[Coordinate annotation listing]
================================

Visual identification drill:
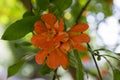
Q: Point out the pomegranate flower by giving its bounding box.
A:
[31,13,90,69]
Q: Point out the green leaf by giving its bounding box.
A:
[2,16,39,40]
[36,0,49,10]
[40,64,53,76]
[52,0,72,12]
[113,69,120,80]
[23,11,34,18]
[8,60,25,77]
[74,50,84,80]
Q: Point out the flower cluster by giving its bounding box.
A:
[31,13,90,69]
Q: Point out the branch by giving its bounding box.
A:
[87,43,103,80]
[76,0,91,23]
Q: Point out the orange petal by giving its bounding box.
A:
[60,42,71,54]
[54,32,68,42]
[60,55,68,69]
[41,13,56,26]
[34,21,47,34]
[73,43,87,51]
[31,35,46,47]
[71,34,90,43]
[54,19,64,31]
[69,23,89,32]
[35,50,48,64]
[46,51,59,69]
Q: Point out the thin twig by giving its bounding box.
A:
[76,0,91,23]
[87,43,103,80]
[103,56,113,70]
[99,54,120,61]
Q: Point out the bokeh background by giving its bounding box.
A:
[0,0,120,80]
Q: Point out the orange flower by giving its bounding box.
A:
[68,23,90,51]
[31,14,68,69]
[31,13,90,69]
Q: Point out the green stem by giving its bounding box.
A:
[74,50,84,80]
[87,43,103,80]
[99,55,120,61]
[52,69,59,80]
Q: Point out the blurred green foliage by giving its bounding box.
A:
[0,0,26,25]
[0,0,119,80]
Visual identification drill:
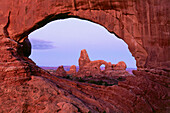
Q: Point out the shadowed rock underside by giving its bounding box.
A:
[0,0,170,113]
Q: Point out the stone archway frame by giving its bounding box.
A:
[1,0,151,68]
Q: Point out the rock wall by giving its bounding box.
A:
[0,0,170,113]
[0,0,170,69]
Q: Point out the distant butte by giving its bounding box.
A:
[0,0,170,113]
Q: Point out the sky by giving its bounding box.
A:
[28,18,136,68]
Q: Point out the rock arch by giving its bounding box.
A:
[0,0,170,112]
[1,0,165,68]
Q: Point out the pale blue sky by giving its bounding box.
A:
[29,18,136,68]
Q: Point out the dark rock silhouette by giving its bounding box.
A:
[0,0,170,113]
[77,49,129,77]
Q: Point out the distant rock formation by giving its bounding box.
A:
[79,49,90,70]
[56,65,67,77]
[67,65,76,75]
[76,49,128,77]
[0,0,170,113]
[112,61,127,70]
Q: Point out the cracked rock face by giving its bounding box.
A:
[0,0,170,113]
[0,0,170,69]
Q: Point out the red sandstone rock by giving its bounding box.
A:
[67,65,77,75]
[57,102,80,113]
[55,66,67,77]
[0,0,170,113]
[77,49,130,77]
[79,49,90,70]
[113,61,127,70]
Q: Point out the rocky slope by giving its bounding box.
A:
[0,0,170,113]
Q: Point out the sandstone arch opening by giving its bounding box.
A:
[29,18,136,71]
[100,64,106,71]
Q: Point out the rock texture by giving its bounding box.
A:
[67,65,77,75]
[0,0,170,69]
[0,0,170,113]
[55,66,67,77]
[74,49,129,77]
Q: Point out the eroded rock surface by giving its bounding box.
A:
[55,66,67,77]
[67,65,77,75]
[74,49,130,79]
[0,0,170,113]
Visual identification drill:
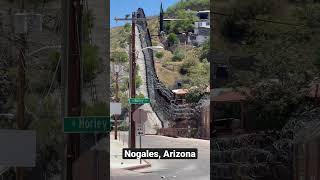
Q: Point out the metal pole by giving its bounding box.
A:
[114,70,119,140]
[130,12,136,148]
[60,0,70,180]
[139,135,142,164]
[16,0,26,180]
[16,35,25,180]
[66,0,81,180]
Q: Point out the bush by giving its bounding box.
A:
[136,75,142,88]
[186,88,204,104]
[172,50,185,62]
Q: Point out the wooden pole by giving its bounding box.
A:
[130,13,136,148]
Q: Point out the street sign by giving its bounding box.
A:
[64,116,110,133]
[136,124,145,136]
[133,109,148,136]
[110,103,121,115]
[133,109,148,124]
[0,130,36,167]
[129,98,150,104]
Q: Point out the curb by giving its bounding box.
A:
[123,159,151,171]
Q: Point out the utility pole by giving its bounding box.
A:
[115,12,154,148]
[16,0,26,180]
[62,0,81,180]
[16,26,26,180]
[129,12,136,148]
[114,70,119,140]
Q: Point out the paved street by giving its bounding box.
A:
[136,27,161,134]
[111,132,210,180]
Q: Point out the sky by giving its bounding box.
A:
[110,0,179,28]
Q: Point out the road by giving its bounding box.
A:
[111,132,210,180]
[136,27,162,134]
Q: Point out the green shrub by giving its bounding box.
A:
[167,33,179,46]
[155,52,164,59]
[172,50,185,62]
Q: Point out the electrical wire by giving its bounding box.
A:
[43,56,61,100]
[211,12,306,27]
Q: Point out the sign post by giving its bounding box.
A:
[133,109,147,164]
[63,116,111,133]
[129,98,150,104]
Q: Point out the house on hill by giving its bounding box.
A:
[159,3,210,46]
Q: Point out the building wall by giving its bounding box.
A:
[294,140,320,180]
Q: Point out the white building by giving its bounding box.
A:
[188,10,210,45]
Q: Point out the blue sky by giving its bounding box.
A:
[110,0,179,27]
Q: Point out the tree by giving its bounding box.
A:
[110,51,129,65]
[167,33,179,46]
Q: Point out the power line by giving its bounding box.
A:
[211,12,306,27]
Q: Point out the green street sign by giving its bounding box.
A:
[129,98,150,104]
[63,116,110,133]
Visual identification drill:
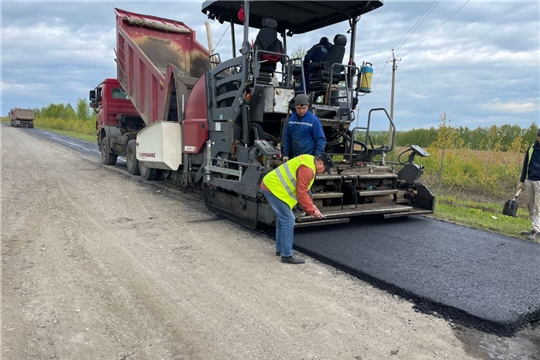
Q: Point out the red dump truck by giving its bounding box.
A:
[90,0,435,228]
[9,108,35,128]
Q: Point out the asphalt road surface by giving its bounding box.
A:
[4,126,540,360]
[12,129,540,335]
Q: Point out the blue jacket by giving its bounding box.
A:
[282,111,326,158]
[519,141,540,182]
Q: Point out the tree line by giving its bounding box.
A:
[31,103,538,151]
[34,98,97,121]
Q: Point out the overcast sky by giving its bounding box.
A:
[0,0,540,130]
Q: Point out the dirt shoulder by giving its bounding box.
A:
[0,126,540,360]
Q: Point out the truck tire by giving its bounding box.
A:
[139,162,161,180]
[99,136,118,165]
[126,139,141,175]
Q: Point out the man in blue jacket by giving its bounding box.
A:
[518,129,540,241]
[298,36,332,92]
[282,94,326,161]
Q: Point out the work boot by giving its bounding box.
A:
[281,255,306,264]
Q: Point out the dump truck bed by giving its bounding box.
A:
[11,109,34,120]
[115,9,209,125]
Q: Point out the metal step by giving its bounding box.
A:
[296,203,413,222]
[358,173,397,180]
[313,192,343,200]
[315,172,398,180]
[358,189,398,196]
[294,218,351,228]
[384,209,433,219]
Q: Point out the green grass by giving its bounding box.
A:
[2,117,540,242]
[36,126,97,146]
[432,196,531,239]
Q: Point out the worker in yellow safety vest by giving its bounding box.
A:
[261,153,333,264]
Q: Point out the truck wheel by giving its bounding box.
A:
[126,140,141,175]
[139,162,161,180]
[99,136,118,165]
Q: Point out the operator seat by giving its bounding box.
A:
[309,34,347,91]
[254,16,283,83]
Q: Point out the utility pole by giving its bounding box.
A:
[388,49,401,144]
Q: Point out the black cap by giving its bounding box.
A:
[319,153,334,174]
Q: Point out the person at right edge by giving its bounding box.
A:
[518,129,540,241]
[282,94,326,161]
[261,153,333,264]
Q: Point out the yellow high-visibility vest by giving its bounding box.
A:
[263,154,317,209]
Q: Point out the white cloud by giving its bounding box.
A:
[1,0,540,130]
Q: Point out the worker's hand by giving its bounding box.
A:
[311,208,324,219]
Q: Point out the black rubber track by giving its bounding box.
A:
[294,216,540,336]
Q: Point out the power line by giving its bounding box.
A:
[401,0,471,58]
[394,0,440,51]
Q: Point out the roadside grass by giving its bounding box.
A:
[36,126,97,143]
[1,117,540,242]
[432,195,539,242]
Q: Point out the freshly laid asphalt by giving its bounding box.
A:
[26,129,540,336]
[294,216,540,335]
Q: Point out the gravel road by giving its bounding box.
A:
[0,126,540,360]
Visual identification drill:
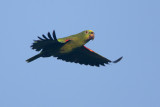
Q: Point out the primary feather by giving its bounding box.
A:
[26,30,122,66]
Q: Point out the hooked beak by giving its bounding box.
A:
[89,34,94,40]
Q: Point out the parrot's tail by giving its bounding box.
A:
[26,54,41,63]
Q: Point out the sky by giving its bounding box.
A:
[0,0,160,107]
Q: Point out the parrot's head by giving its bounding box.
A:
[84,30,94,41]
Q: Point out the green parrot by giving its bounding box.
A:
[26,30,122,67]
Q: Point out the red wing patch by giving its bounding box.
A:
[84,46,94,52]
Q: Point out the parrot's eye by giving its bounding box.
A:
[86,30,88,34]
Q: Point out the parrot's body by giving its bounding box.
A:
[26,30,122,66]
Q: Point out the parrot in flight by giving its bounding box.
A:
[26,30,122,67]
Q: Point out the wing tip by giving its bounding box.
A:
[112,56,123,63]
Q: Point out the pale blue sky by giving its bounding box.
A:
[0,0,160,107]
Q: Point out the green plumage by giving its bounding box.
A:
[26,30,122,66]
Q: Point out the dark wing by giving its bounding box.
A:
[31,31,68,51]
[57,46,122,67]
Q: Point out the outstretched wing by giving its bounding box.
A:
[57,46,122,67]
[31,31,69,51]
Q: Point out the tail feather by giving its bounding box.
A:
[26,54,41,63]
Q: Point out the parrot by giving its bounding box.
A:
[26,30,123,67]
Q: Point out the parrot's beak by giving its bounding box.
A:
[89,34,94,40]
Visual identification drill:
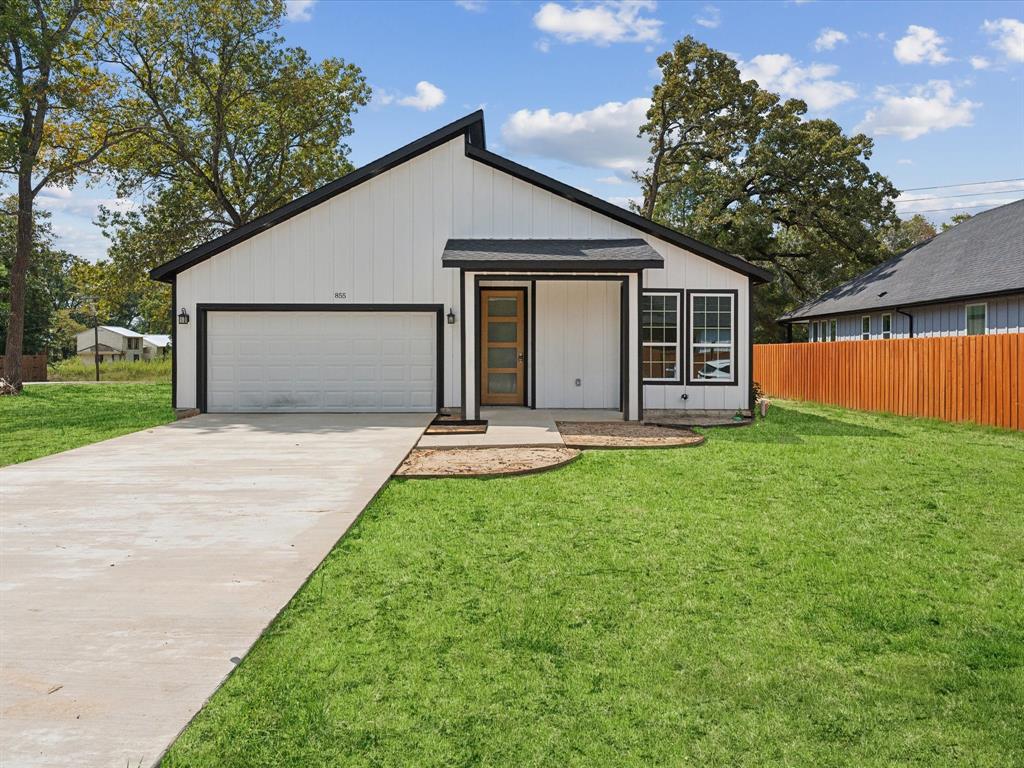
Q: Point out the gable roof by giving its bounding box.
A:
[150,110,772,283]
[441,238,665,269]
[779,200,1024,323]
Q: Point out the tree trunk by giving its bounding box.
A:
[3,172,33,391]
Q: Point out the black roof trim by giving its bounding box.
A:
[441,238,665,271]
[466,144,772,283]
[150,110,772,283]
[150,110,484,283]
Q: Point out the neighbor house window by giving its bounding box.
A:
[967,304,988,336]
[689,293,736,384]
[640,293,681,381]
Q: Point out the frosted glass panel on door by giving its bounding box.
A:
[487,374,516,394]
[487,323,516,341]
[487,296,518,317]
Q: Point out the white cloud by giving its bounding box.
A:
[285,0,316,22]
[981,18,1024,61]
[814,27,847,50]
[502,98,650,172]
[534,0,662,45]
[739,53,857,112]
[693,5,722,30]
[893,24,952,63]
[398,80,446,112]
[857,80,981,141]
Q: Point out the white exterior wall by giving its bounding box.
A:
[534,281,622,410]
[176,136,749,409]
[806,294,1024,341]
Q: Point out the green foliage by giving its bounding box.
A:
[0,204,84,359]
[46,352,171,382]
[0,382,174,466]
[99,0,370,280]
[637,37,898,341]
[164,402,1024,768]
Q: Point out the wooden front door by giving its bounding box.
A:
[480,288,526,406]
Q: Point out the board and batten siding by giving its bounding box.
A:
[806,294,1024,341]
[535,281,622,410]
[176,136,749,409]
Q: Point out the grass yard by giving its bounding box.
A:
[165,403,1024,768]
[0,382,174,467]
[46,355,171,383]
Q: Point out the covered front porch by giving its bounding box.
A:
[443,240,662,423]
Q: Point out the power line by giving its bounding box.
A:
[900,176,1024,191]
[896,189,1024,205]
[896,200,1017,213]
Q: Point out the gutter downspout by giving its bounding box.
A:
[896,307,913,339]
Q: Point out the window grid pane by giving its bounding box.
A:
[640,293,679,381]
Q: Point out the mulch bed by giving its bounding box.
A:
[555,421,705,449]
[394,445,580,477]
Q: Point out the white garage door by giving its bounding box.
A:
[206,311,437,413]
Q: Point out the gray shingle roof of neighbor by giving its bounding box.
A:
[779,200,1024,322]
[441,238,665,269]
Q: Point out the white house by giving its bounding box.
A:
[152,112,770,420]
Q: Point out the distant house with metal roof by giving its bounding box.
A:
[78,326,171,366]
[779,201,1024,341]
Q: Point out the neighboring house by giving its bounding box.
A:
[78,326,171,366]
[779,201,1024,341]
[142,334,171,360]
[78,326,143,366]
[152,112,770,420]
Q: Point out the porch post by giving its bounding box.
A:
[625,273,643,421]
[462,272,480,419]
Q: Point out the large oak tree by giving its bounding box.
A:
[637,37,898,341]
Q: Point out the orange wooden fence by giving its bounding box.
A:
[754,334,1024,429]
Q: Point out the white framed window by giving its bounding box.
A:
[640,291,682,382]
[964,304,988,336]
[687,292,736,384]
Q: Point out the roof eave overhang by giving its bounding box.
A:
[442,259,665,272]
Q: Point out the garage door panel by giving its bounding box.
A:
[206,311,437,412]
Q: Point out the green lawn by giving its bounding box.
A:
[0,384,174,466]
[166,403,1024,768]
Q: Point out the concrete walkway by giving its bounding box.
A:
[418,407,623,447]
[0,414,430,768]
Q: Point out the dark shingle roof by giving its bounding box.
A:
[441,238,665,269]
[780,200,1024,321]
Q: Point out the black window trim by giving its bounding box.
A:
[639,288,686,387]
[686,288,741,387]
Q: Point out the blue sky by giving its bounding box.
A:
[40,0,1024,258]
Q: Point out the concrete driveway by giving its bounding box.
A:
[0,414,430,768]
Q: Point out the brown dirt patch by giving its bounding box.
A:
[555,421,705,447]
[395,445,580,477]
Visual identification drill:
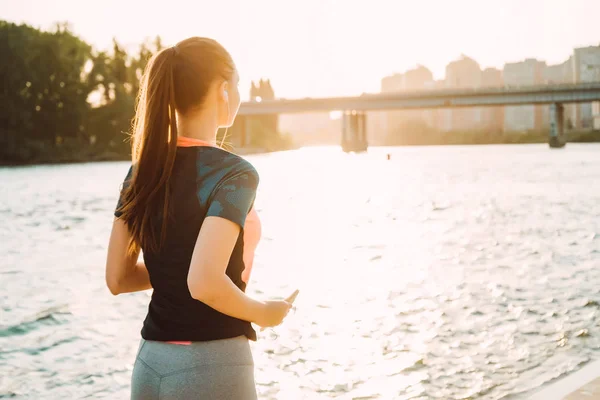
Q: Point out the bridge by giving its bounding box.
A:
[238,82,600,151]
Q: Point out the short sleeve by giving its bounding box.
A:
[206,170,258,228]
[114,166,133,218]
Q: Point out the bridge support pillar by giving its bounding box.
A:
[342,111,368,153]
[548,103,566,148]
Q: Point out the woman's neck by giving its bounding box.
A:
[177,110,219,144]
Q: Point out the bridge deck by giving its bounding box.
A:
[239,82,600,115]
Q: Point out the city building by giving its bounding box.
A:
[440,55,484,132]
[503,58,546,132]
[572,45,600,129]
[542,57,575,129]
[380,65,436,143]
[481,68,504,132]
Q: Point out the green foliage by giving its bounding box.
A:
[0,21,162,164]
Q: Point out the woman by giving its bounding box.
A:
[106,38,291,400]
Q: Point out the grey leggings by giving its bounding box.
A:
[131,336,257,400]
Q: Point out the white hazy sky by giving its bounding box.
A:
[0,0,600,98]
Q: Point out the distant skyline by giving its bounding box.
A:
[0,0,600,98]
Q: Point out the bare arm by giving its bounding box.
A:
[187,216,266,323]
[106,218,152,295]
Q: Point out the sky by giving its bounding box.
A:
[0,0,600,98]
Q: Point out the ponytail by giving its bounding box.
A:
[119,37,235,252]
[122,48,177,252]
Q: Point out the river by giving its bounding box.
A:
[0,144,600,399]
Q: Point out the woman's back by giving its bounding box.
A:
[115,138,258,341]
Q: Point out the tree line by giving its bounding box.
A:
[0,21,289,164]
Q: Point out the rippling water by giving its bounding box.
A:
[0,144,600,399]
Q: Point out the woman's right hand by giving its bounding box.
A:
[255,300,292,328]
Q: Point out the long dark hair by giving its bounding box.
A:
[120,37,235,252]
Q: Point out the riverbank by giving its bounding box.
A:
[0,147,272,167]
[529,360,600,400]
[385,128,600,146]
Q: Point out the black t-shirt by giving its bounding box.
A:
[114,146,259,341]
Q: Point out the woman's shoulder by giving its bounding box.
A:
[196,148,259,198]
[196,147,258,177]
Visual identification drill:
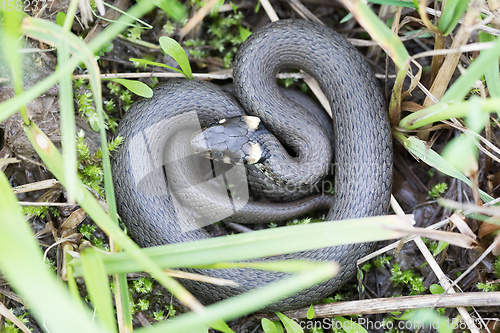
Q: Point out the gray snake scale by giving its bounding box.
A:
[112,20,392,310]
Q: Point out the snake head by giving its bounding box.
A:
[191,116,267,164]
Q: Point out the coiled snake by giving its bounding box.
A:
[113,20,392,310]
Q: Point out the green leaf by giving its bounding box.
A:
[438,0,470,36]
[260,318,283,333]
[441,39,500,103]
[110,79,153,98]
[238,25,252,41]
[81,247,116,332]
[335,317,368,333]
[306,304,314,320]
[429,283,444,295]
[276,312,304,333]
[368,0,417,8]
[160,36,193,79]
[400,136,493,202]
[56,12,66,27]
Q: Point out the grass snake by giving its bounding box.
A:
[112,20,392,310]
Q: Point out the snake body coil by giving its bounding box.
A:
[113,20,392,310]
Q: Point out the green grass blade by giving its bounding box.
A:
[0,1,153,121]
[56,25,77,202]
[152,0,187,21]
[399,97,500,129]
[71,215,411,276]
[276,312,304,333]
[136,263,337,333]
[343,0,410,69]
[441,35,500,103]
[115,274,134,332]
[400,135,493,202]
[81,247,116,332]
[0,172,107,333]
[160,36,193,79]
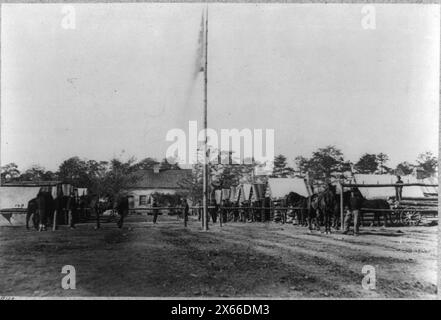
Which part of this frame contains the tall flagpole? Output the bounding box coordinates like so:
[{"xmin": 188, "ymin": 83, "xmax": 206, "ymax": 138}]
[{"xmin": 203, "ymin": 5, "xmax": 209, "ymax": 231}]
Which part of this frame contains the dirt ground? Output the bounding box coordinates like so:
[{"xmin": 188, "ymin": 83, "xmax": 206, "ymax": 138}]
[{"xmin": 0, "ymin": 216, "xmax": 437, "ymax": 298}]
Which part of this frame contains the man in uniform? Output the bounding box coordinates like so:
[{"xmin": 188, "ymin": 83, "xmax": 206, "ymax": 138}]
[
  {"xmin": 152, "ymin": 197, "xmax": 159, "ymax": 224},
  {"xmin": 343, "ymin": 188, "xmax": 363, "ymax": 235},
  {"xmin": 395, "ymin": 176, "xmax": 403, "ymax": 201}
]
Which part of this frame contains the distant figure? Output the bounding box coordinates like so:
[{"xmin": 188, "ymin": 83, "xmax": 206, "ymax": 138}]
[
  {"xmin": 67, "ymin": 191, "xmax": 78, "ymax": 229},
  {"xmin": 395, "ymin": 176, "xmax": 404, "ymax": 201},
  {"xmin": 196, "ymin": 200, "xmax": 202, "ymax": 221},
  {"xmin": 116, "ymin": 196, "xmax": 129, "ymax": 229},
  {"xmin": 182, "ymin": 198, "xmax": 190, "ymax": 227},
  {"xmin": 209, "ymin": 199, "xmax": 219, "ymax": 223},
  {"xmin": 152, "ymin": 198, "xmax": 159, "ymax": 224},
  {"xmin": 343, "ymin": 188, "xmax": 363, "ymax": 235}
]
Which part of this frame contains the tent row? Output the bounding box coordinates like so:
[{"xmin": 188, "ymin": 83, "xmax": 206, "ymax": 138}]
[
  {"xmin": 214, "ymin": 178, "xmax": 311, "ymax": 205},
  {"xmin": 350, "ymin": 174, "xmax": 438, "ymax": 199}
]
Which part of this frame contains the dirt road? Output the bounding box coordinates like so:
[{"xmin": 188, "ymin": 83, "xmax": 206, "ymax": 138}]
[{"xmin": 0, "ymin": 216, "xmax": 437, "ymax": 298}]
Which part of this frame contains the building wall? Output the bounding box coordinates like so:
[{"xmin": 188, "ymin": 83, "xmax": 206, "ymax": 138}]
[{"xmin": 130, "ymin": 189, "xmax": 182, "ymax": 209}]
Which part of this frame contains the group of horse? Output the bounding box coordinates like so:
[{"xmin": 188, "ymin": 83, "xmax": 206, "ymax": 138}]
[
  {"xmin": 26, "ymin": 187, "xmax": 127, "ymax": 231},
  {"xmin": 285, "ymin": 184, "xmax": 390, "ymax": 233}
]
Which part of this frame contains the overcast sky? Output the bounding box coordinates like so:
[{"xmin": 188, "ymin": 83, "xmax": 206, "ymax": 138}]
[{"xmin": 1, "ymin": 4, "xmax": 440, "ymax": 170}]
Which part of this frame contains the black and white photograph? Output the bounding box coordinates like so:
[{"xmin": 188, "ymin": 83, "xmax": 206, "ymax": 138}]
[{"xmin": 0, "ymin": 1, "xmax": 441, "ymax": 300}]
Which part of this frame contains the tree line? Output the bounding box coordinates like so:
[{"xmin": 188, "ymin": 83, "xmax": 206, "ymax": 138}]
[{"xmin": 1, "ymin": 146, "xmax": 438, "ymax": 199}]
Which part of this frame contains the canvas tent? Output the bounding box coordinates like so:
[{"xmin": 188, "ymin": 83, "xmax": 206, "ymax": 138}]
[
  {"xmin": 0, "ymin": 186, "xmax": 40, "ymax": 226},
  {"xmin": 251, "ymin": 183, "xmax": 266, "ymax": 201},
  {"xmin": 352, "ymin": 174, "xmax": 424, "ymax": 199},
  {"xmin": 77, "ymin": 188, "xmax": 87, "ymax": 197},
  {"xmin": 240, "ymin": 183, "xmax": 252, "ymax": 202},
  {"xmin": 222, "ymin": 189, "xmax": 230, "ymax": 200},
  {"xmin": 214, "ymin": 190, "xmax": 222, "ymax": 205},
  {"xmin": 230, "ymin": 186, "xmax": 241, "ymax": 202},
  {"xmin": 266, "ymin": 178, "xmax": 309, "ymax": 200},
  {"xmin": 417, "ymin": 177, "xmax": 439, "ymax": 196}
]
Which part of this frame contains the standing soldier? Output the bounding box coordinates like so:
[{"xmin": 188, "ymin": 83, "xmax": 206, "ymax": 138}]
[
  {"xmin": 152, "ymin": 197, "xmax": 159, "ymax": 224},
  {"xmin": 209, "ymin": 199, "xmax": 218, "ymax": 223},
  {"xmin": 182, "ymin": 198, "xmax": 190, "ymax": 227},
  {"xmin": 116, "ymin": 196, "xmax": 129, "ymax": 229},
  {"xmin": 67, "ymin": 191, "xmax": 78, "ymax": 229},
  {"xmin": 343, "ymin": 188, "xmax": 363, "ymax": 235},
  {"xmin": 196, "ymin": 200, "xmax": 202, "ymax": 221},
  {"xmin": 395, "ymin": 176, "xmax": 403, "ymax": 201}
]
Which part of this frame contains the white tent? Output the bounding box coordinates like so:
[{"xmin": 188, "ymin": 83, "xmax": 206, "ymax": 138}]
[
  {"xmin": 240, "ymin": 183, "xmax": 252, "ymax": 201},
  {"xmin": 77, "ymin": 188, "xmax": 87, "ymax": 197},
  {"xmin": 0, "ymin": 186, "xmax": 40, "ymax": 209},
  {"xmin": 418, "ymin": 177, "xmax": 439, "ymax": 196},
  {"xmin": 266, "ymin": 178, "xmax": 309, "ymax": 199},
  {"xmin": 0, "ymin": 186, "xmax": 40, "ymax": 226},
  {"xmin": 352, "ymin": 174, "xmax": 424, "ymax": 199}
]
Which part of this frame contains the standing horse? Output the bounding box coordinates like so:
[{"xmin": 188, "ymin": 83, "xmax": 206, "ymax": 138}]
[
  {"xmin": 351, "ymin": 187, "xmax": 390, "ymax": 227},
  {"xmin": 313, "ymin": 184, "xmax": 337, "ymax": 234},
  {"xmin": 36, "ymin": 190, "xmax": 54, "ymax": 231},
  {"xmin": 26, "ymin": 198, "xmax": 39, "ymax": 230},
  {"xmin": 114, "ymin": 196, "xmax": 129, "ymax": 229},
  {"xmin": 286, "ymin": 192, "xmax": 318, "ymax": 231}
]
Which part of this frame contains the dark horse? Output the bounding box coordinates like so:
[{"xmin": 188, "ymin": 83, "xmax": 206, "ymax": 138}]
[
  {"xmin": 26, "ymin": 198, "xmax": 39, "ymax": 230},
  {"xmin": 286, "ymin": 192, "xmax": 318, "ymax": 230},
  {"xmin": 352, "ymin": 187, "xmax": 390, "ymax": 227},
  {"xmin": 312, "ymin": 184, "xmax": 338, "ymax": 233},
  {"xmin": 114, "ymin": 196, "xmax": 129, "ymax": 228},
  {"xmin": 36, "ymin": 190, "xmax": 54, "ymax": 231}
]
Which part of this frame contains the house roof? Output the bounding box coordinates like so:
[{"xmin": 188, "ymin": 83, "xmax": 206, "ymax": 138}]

================================

◆ Given task
Reproduce the listing starting with the line containing "Q: Point out the stone" and going on through the line containing "[130,13,136,148]", keeping the requests and leaving out the pictures. Multiply every bounding box coordinate in the answers by 2.25 and round each result to a whole number, with halves rounded up.

◆ Output for this task
Q: Point out the stone archway frame by giving its bounding box.
A:
[2,0,340,153]
Q: Point out the rock wall by giving its bounding box.
A:
[0,0,383,254]
[0,0,383,155]
Q: Point out the distant butte by giving its bounding box.
A:
[0,0,383,254]
Q: Point out the sky by giving its bounding box.
A:
[63,41,306,153]
Q: Point out the rock arch by giving its bounding box.
A:
[0,0,383,252]
[2,0,371,153]
Q: Point out the pale blue sky by giving its bounding box.
A:
[65,41,306,153]
Q: Point out the dark rock silhouette by giving its bounding box.
A:
[0,0,383,254]
[173,110,290,173]
Q: Point out the distant rock formation by giving its bounding box.
A:
[178,110,203,158]
[126,146,151,173]
[151,146,171,169]
[171,110,288,173]
[0,0,383,254]
[252,137,286,158]
Q: Point out the cracked rock face by giving its bounding box.
A:
[0,0,383,254]
[0,0,383,155]
Q: Point out the red sandstone rock by giving its bounding box.
A:
[151,146,173,169]
[128,230,180,254]
[124,149,151,173]
[0,0,383,254]
[173,110,293,173]
[178,110,203,158]
[254,137,286,158]
Q: Point out the rocky slope by giving its bounding box.
A:
[0,0,383,254]
Q: Point out the sandstone arch opening by giving its bounding box.
A:
[65,41,306,160]
[225,144,239,160]
Q: Point out the rock texture by giving its bounding box.
A:
[151,146,173,169]
[0,0,383,155]
[0,0,383,254]
[124,149,151,173]
[167,110,290,173]
Q: Point out the eroded rock surface by giving its bounding box.
A:
[124,149,151,173]
[151,146,173,169]
[167,110,293,178]
[0,0,383,254]
Visual identification drill:
Q: Point out the metal pole by giving its bounding box.
A:
[257,158,268,315]
[293,27,306,333]
[135,0,158,405]
[313,304,320,369]
[36,0,59,405]
[36,79,56,405]
[149,0,182,405]
Q: Point out the bush by giving its bounding box.
A:
[306,169,320,198]
[419,198,459,234]
[387,113,416,140]
Q: Point out the wooden pole by giving its bounding box.
A:
[293,29,306,333]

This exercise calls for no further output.